- Task instructions -
Give the records from the line with "carved spiral motif" to the line with "(1165, 107)" again, swapping "spiral" for "floral" and leaving everything else unchanged.
— start Records to use —
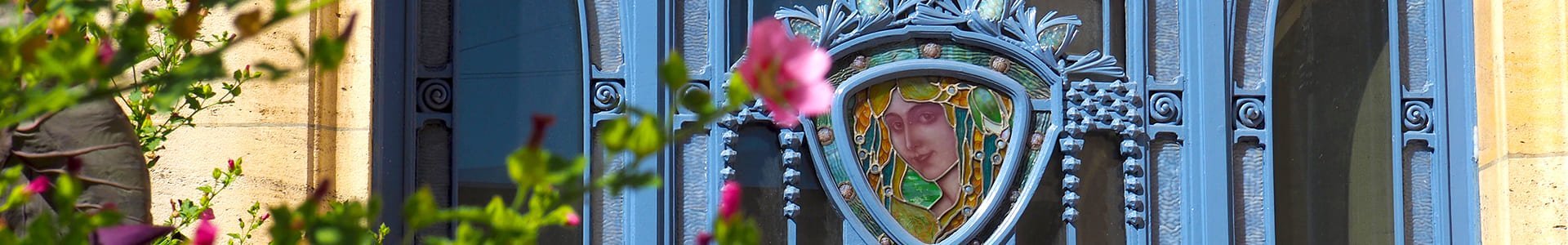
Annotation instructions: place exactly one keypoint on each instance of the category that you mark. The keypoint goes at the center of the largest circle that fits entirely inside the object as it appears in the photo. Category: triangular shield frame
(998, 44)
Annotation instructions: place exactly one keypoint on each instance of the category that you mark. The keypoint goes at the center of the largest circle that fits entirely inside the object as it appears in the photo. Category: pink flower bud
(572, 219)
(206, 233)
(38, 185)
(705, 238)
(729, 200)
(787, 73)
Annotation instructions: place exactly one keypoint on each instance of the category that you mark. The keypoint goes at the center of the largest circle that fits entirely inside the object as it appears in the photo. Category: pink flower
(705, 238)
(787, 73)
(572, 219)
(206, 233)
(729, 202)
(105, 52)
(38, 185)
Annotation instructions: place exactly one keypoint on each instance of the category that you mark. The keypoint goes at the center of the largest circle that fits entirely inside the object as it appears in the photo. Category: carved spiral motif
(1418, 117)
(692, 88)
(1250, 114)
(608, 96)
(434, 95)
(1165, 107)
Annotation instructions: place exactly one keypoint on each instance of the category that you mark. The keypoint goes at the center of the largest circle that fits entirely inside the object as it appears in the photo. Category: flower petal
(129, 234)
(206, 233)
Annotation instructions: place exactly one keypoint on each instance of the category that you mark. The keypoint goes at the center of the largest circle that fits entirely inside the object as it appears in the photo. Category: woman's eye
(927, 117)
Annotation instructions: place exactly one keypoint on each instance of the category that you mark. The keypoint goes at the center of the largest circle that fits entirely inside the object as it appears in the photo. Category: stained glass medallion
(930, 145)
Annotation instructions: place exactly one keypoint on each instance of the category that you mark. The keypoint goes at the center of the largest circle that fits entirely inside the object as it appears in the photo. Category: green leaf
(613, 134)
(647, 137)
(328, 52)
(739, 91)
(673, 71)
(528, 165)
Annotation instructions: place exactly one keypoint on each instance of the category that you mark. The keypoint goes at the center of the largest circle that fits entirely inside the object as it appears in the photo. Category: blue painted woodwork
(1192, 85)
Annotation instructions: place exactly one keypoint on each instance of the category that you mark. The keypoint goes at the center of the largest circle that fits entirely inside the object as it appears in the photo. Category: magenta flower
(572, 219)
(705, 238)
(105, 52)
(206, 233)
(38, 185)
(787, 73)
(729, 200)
— end Records to use —
— start Records to use —
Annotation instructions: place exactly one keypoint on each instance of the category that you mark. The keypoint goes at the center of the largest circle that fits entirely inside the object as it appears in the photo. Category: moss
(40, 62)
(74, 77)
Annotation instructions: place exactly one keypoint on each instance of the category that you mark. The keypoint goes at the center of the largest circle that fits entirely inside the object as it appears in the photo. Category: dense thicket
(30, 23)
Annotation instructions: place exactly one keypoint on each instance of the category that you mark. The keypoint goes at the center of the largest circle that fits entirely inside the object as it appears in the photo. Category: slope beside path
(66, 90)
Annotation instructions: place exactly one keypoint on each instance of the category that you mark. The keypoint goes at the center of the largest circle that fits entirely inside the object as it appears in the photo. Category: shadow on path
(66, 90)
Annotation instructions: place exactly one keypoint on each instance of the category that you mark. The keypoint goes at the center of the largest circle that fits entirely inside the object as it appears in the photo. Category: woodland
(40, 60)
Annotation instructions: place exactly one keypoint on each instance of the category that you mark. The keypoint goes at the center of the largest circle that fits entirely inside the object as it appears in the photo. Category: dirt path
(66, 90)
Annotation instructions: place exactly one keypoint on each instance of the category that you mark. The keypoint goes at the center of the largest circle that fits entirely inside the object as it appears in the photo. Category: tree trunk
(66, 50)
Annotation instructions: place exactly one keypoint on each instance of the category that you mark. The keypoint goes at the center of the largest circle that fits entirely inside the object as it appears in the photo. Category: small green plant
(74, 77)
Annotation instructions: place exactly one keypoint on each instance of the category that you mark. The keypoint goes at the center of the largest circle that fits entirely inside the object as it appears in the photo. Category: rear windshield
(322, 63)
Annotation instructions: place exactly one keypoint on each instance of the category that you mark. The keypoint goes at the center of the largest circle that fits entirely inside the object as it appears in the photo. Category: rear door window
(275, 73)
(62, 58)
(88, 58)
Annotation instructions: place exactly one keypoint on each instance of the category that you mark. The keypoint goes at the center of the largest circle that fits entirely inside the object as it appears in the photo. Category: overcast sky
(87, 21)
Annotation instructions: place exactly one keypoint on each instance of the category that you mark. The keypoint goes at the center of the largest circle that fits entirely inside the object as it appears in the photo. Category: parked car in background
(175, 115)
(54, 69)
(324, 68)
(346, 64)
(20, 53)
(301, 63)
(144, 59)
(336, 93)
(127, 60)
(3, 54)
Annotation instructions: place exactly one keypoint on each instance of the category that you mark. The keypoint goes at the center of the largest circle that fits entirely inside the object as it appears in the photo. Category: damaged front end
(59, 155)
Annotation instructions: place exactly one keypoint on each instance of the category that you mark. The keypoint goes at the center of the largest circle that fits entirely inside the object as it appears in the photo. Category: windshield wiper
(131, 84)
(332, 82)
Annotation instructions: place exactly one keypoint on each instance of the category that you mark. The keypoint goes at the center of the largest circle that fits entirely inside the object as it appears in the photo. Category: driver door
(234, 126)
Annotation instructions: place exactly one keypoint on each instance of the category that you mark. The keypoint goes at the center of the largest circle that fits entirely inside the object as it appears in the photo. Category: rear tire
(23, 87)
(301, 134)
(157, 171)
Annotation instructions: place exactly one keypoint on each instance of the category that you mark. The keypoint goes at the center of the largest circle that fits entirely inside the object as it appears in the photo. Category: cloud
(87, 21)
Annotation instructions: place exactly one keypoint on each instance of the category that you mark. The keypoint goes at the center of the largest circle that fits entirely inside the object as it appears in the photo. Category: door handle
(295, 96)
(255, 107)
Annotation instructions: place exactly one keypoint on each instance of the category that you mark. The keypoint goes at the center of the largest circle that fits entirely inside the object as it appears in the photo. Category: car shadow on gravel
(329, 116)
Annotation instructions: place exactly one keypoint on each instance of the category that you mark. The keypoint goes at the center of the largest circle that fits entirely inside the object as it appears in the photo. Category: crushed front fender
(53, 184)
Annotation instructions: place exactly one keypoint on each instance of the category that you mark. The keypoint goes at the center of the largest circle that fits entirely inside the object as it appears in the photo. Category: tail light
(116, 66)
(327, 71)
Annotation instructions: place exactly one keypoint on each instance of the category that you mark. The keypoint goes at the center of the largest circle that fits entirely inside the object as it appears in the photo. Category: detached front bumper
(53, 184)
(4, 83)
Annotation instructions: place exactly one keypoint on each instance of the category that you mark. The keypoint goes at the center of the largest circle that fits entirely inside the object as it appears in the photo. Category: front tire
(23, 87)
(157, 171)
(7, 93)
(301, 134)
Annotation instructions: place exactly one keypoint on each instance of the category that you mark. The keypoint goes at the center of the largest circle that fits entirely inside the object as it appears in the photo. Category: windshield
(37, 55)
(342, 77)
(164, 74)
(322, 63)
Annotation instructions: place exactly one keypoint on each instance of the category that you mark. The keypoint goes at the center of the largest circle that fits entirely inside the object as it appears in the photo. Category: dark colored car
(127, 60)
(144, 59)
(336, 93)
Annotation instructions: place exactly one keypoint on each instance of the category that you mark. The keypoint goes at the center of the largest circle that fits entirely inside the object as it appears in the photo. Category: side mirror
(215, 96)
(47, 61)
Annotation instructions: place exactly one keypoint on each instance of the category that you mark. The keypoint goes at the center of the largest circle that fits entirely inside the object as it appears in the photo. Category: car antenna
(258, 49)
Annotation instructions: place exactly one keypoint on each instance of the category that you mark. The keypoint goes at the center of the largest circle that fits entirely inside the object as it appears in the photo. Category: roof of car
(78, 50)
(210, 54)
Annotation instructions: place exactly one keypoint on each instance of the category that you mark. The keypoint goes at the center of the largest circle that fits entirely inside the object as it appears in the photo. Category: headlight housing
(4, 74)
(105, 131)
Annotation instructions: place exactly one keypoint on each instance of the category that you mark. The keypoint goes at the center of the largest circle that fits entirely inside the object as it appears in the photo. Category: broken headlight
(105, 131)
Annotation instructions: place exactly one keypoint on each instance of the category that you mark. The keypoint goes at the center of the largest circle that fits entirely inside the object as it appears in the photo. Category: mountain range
— end Records to use —
- Reply to the exercise -
Annotation instructions: place exactly one keypoint on each instance of the category that you mark. The keypoint goes at the center of the largest circle that fits entirely inside the object as it appears in the photo. Category: carved floral motif
(1418, 117)
(692, 88)
(1250, 114)
(608, 96)
(434, 95)
(1165, 107)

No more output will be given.